**Text excerpt:**
──────────────────────────────
I'm still walking slowly, as it is still very early in my healing process. And I'm staying within a few-block radius of my apartment, in deference to two aspects of my current condition: my decreased strength and my seemingly-reduced bladder capacity. I know that my stamina will return, eventually. I hope my bladder capacity--such as it was--does, too. I'm not hoping for what I had as a male, but I at least hope it will be what it was while I was taking hormones.
Other than my physical fatigue, I really have no complaints. This may be one of the few times in my life in which no one will expect me to rationalize the fact that I'm not doing more than I am doing! Really, all I have to do during the next five weeks is to recover.
If you asked most people, "What is Justine recovering from?," most of them would say, "The surgery, of course!" (Some might end the sentence with a ruder expression than "of course," but you get the idea.) However, I get the feeling that I am also healing from things that are much older and deeper than the scars from my surgery.
A couple of the trans people I met in Trinidad have suffered cruelties of fate and human caprice that I cannot even imagine. My story cannot compare to theirs. However, I have experienced all sorts of meanness at the hands of people who hated me for, well, simply being. Some thought I was a guy who had to "butch up" a bit more; others didn't want me to because, as I was, I served as their punching bag. And I'm not talking only in a physical sense: Some of those people could feel superior to me because, well, they weren't me.
──────────────────────────────
**Given information:**
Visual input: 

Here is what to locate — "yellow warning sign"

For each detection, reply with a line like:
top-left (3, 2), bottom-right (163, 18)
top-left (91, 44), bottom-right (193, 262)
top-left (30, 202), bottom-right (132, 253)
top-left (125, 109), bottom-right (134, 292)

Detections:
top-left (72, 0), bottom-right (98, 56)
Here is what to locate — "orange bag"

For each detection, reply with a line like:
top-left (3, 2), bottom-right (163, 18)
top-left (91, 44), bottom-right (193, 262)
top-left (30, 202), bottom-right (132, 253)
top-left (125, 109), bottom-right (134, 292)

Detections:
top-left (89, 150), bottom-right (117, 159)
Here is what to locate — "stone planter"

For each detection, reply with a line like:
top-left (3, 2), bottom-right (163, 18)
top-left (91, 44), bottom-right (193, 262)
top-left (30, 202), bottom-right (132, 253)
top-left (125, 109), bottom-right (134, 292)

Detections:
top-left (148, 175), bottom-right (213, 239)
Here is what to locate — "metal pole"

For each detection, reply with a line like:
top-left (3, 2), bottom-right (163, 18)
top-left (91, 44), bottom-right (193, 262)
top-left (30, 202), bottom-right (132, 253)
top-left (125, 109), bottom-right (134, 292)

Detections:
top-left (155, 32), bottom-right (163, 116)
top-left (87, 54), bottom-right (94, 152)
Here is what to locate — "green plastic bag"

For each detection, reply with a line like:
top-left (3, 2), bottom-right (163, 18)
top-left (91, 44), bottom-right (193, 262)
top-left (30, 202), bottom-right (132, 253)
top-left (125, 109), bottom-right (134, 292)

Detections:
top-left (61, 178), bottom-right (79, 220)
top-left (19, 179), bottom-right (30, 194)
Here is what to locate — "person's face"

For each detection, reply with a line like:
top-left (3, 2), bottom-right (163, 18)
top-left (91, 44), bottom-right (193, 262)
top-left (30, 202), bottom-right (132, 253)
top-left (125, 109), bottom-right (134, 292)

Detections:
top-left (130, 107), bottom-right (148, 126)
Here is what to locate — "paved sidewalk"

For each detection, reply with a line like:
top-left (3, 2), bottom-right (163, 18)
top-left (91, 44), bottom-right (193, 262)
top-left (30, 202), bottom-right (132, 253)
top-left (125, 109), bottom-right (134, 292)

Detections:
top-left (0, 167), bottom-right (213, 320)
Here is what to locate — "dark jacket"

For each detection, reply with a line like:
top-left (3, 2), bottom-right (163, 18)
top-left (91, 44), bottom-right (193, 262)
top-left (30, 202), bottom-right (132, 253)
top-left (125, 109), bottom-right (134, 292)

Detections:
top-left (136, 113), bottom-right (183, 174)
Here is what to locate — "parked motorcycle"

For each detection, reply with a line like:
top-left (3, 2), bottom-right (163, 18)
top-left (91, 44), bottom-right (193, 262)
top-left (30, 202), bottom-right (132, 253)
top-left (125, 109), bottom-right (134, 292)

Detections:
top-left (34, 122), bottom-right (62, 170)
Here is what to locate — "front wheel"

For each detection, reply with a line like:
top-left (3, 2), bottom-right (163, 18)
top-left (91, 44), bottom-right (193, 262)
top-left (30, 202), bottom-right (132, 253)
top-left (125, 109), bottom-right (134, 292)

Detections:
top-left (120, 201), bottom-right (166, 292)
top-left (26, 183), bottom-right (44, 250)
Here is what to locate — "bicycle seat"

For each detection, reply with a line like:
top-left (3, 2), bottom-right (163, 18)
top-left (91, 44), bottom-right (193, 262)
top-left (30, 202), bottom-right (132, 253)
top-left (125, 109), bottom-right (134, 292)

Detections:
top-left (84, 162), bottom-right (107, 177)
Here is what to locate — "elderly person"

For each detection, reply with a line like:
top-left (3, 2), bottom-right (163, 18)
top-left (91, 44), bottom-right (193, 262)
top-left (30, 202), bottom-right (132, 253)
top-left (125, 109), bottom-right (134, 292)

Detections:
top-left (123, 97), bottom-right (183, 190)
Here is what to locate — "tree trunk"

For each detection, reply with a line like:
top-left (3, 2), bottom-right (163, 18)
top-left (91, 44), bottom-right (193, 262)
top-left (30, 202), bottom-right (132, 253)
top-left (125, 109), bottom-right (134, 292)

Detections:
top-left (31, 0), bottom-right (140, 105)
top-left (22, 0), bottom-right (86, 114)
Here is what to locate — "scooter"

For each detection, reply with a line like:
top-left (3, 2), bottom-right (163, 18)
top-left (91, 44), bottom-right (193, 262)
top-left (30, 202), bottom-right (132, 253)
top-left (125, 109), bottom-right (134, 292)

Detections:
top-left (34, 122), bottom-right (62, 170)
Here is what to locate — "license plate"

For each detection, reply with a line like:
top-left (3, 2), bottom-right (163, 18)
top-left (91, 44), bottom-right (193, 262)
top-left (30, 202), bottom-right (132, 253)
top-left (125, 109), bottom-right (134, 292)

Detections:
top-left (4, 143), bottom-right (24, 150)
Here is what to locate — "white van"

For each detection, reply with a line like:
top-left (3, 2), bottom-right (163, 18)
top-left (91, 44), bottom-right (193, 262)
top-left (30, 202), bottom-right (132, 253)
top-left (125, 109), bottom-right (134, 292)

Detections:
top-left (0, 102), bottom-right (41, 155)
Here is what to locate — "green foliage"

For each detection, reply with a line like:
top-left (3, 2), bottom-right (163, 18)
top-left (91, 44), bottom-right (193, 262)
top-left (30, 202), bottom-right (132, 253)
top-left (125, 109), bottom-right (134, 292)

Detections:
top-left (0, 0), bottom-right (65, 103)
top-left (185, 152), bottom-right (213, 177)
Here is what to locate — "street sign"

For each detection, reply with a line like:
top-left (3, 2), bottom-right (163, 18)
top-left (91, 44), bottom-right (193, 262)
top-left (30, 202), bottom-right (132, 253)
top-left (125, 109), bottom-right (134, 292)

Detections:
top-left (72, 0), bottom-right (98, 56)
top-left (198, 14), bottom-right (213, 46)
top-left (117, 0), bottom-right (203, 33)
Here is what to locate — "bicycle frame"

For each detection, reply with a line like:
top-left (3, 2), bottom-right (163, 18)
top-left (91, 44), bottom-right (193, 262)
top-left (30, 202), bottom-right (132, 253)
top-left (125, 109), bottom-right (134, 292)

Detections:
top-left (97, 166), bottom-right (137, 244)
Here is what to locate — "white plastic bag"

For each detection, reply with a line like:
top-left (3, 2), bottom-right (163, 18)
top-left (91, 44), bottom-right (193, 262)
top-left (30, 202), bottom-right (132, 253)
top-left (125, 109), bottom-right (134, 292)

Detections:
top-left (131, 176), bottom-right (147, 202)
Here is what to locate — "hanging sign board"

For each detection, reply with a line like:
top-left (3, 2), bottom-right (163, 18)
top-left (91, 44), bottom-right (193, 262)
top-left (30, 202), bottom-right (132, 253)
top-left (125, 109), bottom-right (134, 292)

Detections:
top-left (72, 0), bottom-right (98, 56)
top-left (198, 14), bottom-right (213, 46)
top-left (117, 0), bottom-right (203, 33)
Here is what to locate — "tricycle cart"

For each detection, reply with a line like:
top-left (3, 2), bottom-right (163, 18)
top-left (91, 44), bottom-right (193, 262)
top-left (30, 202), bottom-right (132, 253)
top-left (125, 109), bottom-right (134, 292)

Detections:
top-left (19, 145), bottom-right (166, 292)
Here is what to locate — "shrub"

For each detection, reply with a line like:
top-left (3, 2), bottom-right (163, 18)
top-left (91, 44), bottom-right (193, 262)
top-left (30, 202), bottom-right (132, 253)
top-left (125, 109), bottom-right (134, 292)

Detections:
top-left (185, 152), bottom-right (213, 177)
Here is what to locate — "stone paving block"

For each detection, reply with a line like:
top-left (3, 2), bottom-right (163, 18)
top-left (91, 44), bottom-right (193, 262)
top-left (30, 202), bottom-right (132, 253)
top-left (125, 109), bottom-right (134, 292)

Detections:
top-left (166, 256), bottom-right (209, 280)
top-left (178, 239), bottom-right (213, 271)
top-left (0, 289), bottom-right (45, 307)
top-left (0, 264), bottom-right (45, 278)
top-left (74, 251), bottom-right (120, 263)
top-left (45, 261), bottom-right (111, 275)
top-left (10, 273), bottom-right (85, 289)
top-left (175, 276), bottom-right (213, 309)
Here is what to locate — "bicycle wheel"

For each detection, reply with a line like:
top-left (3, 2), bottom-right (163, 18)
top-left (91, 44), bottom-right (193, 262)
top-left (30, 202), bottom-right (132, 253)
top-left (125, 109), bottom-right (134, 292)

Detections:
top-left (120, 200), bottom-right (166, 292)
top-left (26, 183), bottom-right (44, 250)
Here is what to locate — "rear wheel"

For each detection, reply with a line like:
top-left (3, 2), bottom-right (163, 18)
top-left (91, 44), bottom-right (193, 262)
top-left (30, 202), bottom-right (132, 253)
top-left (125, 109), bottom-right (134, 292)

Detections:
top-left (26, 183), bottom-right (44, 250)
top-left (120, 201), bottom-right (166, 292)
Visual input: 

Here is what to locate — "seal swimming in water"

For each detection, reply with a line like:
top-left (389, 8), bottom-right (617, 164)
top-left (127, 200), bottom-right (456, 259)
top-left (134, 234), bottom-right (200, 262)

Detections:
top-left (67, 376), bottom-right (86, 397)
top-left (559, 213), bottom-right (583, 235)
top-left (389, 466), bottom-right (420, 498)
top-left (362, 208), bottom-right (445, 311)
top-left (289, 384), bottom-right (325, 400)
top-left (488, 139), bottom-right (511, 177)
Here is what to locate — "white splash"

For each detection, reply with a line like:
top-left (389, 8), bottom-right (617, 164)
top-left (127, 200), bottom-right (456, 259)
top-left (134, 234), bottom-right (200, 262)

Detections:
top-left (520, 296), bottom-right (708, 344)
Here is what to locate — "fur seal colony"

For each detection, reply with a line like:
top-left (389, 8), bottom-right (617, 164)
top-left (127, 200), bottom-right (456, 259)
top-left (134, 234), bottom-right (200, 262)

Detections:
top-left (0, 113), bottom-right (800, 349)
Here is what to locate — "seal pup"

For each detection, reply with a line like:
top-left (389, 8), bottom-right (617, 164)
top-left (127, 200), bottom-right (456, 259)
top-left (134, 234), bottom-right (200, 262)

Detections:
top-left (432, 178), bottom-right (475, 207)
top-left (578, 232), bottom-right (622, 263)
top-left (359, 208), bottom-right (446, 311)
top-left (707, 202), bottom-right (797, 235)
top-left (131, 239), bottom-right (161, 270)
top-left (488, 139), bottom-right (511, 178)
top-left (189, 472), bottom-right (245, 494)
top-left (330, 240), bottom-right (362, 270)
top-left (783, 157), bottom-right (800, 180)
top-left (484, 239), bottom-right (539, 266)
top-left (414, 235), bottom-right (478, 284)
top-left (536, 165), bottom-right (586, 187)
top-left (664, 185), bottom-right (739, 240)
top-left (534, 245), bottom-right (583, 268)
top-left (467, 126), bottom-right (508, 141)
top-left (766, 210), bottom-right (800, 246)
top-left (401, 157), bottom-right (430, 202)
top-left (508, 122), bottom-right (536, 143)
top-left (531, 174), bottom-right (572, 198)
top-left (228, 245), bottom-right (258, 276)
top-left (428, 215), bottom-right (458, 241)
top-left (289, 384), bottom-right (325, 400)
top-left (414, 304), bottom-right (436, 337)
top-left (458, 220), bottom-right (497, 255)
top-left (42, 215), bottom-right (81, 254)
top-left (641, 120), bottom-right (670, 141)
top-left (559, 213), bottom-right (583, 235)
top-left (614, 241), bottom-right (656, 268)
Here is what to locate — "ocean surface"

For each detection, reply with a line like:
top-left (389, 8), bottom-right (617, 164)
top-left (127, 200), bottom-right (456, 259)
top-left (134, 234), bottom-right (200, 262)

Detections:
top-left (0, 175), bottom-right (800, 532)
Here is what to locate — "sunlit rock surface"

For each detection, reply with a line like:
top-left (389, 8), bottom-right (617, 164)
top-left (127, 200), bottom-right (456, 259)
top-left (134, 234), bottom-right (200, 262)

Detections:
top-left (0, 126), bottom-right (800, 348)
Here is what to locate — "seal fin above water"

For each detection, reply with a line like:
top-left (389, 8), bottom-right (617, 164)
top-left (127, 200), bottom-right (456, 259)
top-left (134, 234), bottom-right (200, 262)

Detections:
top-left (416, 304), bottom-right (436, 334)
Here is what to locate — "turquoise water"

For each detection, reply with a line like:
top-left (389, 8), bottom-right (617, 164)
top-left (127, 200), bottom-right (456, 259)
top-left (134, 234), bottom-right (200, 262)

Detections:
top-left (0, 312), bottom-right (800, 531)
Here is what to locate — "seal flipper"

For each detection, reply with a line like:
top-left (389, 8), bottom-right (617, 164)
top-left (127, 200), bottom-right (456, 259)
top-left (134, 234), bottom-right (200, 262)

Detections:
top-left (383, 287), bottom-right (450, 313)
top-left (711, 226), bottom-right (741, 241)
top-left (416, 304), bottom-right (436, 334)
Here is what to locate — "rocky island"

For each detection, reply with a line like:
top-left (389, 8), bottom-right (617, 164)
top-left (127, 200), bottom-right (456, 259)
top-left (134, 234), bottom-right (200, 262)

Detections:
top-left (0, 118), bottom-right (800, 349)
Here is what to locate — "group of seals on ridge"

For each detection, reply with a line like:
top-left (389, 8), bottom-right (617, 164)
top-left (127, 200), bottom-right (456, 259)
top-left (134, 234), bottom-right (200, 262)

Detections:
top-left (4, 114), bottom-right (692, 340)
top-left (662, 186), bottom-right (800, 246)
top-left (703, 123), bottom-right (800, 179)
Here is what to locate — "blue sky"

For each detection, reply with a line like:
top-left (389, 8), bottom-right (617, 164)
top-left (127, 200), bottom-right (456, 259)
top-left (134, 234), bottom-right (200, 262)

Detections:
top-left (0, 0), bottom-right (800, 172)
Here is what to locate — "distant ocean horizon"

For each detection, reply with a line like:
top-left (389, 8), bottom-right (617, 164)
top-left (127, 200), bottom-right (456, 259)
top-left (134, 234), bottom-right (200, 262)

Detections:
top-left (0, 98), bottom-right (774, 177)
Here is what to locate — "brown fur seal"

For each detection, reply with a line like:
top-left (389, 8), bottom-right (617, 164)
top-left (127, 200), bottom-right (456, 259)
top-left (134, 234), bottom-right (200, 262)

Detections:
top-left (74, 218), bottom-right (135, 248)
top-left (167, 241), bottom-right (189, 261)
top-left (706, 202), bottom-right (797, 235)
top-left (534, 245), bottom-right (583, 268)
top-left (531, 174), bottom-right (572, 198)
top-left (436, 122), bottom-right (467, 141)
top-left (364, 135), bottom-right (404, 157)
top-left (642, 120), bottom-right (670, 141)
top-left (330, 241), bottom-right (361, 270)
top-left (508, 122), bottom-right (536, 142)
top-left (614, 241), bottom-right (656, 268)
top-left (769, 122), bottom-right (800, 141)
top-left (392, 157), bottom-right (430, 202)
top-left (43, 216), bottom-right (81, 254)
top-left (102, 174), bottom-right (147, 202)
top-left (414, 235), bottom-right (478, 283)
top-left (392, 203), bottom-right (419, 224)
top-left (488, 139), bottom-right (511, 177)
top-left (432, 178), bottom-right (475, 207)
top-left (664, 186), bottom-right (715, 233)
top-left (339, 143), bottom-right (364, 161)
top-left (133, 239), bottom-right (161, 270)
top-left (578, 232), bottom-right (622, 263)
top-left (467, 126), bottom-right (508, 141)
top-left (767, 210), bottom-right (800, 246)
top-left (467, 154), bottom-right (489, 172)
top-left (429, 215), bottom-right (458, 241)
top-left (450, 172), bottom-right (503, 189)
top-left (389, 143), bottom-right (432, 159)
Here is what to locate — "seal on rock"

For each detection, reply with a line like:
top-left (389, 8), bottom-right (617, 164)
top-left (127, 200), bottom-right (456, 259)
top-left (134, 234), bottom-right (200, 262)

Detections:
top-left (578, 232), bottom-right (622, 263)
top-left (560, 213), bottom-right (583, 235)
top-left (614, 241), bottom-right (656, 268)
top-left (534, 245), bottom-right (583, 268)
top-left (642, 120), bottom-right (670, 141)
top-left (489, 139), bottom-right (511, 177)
──────────────────────────────
**Work to complete:**
A – According to the recovery passage, how many weeks does the writer have for recovering?
B – Reproduce word for word the section of the recovery passage from "I'm still walking" up to and including "is to recover.".
The rows come from a separate source.

**Answers for each item:**
A – Five weeks.

B –
I'm still walking slowly, as it is still very early in my healing process. And I'm staying within a few-block radius of my apartment, in deference to two aspects of my current condition: my decreased strength and my seemingly-reduced bladder capacity. I know that my stamina will return, eventually. I hope my bladder capacity--such as it was--does, too. I'm not hoping for what I had as a male, but I at least hope it will be what it was while I was taking hormones.
Other than my physical fatigue, I really have no complaints. This may be one of the few times in my life in which no one will expect me to rationalize the fact that I'm not doing more than I am doing! Really, all I have to do during the next five weeks is to recover.